*** Given data
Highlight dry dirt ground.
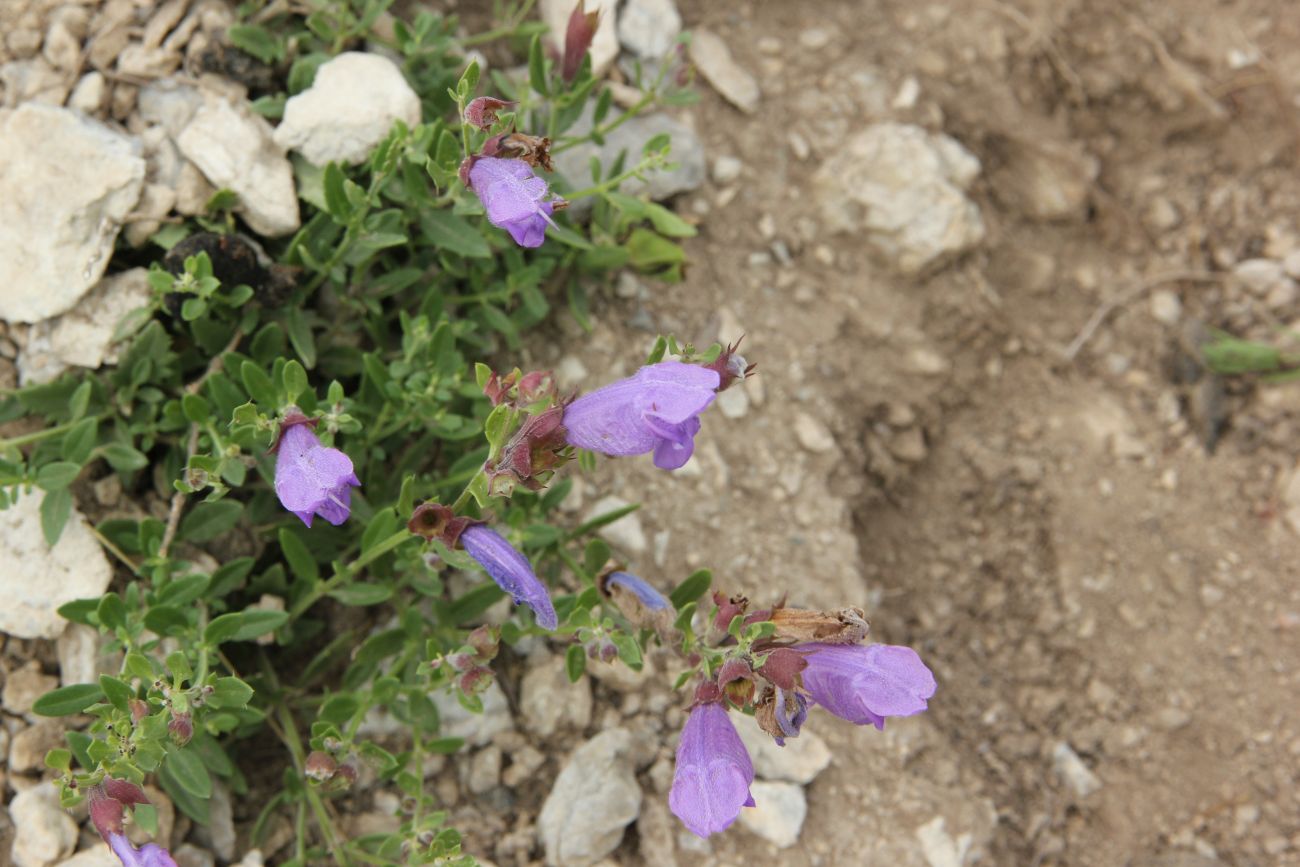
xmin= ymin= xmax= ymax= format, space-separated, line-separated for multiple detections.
xmin=534 ymin=0 xmax=1300 ymax=865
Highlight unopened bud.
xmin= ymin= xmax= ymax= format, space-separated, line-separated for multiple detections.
xmin=305 ymin=751 xmax=337 ymax=782
xmin=167 ymin=712 xmax=193 ymax=746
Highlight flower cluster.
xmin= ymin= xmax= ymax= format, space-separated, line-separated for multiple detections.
xmin=459 ymin=96 xmax=565 ymax=248
xmin=269 ymin=342 xmax=936 ymax=842
xmin=668 ymin=598 xmax=936 ymax=837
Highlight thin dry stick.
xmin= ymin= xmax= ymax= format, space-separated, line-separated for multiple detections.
xmin=157 ymin=328 xmax=244 ymax=559
xmin=1062 ymin=271 xmax=1222 ymax=361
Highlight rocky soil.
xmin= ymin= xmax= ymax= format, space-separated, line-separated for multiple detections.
xmin=3 ymin=0 xmax=1300 ymax=866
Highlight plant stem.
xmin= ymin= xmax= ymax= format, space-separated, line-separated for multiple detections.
xmin=0 ymin=417 xmax=101 ymax=449
xmin=563 ymin=153 xmax=665 ymax=201
xmin=287 ymin=528 xmax=415 ymax=620
xmin=275 ymin=703 xmax=351 ymax=866
xmin=552 ymin=91 xmax=655 ymax=155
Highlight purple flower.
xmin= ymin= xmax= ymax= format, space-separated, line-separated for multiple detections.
xmin=460 ymin=524 xmax=558 ymax=629
xmin=772 ymin=686 xmax=808 ymax=745
xmin=668 ymin=702 xmax=755 ymax=838
xmin=274 ymin=421 xmax=361 ymax=528
xmin=605 ymin=571 xmax=670 ymax=610
xmin=109 ymin=835 xmax=179 ymax=867
xmin=799 ymin=643 xmax=936 ymax=730
xmin=563 ymin=362 xmax=720 ymax=470
xmin=468 ymin=157 xmax=561 ymax=248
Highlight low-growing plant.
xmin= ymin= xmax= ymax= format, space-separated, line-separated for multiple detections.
xmin=0 ymin=2 xmax=935 ymax=865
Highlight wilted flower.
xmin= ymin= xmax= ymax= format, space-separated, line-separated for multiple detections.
xmin=407 ymin=501 xmax=473 ymax=546
xmin=464 ymin=96 xmax=515 ymax=130
xmin=468 ymin=156 xmax=563 ymax=248
xmin=564 ymin=361 xmax=720 ymax=470
xmin=704 ymin=337 xmax=756 ymax=392
xmin=603 ymin=570 xmax=670 ymax=610
xmin=88 ymin=780 xmax=178 ymax=867
xmin=273 ymin=416 xmax=360 ymax=528
xmin=668 ymin=701 xmax=755 ymax=837
xmin=167 ymin=711 xmax=192 ymax=746
xmin=798 ymin=643 xmax=936 ymax=730
xmin=485 ymin=406 xmax=571 ymax=495
xmin=755 ymin=685 xmax=808 ymax=746
xmin=460 ymin=524 xmax=558 ymax=629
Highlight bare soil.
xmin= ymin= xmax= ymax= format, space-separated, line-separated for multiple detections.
xmin=541 ymin=0 xmax=1300 ymax=864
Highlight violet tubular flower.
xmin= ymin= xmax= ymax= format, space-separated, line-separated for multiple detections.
xmin=468 ymin=156 xmax=562 ymax=248
xmin=605 ymin=571 xmax=670 ymax=611
xmin=273 ymin=421 xmax=361 ymax=528
xmin=799 ymin=643 xmax=936 ymax=730
xmin=669 ymin=701 xmax=756 ymax=838
xmin=564 ymin=361 xmax=721 ymax=470
xmin=108 ymin=836 xmax=179 ymax=867
xmin=460 ymin=524 xmax=558 ymax=629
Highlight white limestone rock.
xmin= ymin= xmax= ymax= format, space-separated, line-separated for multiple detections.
xmin=0 ymin=491 xmax=113 ymax=640
xmin=0 ymin=104 xmax=145 ymax=323
xmin=176 ymin=91 xmax=299 ymax=237
xmin=273 ymin=52 xmax=422 ymax=166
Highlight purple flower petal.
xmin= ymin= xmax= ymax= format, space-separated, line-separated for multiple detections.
xmin=469 ymin=157 xmax=559 ymax=249
xmin=799 ymin=643 xmax=936 ymax=730
xmin=668 ymin=702 xmax=755 ymax=837
xmin=110 ymin=834 xmax=179 ymax=867
xmin=274 ymin=423 xmax=360 ymax=528
xmin=605 ymin=571 xmax=671 ymax=610
xmin=461 ymin=525 xmax=558 ymax=629
xmin=564 ymin=362 xmax=719 ymax=470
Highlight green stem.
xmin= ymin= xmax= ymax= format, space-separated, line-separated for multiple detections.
xmin=552 ymin=91 xmax=655 ymax=155
xmin=275 ymin=703 xmax=351 ymax=866
xmin=0 ymin=417 xmax=100 ymax=449
xmin=563 ymin=154 xmax=665 ymax=200
xmin=287 ymin=528 xmax=414 ymax=621
xmin=459 ymin=0 xmax=536 ymax=46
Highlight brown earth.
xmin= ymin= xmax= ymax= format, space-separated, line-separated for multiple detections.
xmin=536 ymin=0 xmax=1300 ymax=865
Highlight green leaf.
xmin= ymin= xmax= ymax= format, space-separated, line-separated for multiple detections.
xmin=32 ymin=683 xmax=104 ymax=716
xmin=39 ymin=487 xmax=72 ymax=546
xmin=669 ymin=569 xmax=712 ymax=611
xmin=157 ymin=574 xmax=210 ymax=607
xmin=327 ymin=583 xmax=393 ymax=606
xmin=612 ymin=633 xmax=642 ymax=670
xmin=208 ymin=557 xmax=254 ymax=598
xmin=281 ymin=360 xmax=308 ymax=401
xmin=445 ymin=582 xmax=506 ymax=624
xmin=181 ymin=393 xmax=212 ymax=424
xmin=483 ymin=404 xmax=511 ymax=449
xmin=179 ymin=500 xmax=243 ymax=542
xmin=143 ymin=605 xmax=191 ymax=637
xmin=528 ymin=34 xmax=548 ymax=96
xmin=568 ymin=502 xmax=639 ymax=539
xmin=284 ymin=307 xmax=317 ymax=369
xmin=421 ymin=210 xmax=491 ymax=258
xmin=643 ymin=201 xmax=697 ymax=238
xmin=159 ymin=759 xmax=210 ymax=824
xmin=60 ymin=418 xmax=98 ymax=464
xmin=45 ymin=748 xmax=72 ymax=772
xmin=97 ymin=593 xmax=127 ymax=630
xmin=645 ymin=335 xmax=668 ymax=364
xmin=165 ymin=745 xmax=212 ymax=799
xmin=101 ymin=443 xmax=149 ymax=472
xmin=207 ymin=676 xmax=254 ymax=709
xmin=227 ymin=23 xmax=284 ymax=63
xmin=240 ymin=360 xmax=278 ymax=406
xmin=279 ymin=528 xmax=319 ymax=584
xmin=204 ymin=609 xmax=288 ymax=645
xmin=565 ymin=644 xmax=587 ymax=683
xmin=322 ymin=162 xmax=349 ymax=221
xmin=36 ymin=461 xmax=81 ymax=492
xmin=99 ymin=675 xmax=134 ymax=712
xmin=457 ymin=59 xmax=480 ymax=97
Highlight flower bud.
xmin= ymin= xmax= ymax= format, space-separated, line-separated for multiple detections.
xmin=463 ymin=96 xmax=515 ymax=130
xmin=407 ymin=502 xmax=472 ymax=547
xmin=305 ymin=751 xmax=337 ymax=782
xmin=128 ymin=699 xmax=150 ymax=723
xmin=167 ymin=712 xmax=193 ymax=746
xmin=717 ymin=657 xmax=755 ymax=706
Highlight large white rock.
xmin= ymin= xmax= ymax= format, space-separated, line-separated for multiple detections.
xmin=10 ymin=783 xmax=78 ymax=867
xmin=738 ymin=781 xmax=807 ymax=848
xmin=0 ymin=104 xmax=145 ymax=323
xmin=538 ymin=728 xmax=643 ymax=866
xmin=17 ymin=269 xmax=153 ymax=385
xmin=177 ymin=91 xmax=299 ymax=237
xmin=736 ymin=720 xmax=832 ymax=784
xmin=814 ymin=122 xmax=984 ymax=275
xmin=0 ymin=491 xmax=113 ymax=640
xmin=541 ymin=0 xmax=619 ymax=78
xmin=617 ymin=0 xmax=681 ymax=58
xmin=273 ymin=52 xmax=422 ymax=166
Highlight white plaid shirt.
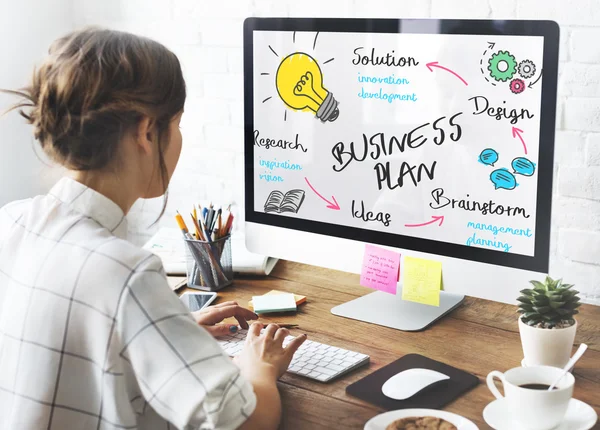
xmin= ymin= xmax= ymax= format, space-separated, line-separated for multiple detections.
xmin=0 ymin=177 xmax=256 ymax=430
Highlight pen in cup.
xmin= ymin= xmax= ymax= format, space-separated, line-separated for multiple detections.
xmin=190 ymin=212 xmax=204 ymax=240
xmin=175 ymin=211 xmax=193 ymax=239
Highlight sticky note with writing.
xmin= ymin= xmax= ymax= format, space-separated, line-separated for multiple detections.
xmin=402 ymin=256 xmax=442 ymax=306
xmin=360 ymin=244 xmax=400 ymax=294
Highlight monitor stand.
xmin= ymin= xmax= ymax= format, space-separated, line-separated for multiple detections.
xmin=330 ymin=288 xmax=465 ymax=332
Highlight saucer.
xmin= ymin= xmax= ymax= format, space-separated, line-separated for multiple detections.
xmin=483 ymin=397 xmax=598 ymax=430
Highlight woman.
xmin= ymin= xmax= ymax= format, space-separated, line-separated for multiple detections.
xmin=0 ymin=28 xmax=305 ymax=430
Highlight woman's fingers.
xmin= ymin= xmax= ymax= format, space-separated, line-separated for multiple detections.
xmin=199 ymin=305 xmax=258 ymax=326
xmin=284 ymin=334 xmax=308 ymax=358
xmin=274 ymin=328 xmax=290 ymax=345
xmin=263 ymin=323 xmax=279 ymax=339
xmin=203 ymin=324 xmax=238 ymax=337
xmin=212 ymin=301 xmax=238 ymax=308
xmin=248 ymin=321 xmax=263 ymax=339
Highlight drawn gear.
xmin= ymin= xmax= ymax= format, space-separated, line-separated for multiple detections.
xmin=488 ymin=50 xmax=517 ymax=82
xmin=510 ymin=78 xmax=526 ymax=94
xmin=518 ymin=59 xmax=536 ymax=79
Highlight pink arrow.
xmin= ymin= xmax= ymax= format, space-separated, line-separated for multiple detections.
xmin=512 ymin=127 xmax=528 ymax=154
xmin=405 ymin=215 xmax=445 ymax=228
xmin=426 ymin=62 xmax=468 ymax=86
xmin=304 ymin=177 xmax=340 ymax=210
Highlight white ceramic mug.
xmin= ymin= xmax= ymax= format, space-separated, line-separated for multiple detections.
xmin=486 ymin=366 xmax=574 ymax=430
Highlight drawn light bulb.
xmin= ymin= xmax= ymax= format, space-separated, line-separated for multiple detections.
xmin=276 ymin=52 xmax=339 ymax=122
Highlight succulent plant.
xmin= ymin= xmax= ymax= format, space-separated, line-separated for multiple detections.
xmin=517 ymin=276 xmax=581 ymax=328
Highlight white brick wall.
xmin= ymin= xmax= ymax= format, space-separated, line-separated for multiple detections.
xmin=571 ymin=29 xmax=600 ymax=64
xmin=74 ymin=0 xmax=600 ymax=304
xmin=587 ymin=133 xmax=600 ymax=166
******
■ Goal of the exercise
Exactly and only the lines from the top of the records down to the line containing "Highlight unopened bud." should be transcribed, please, without the pictures.

■ Response
Highlight dry dirt ground.
xmin= ymin= xmax= ymax= format, space-separated, line-separated for multiple detections.
xmin=534 ymin=0 xmax=1300 ymax=865
Highlight unopened bud.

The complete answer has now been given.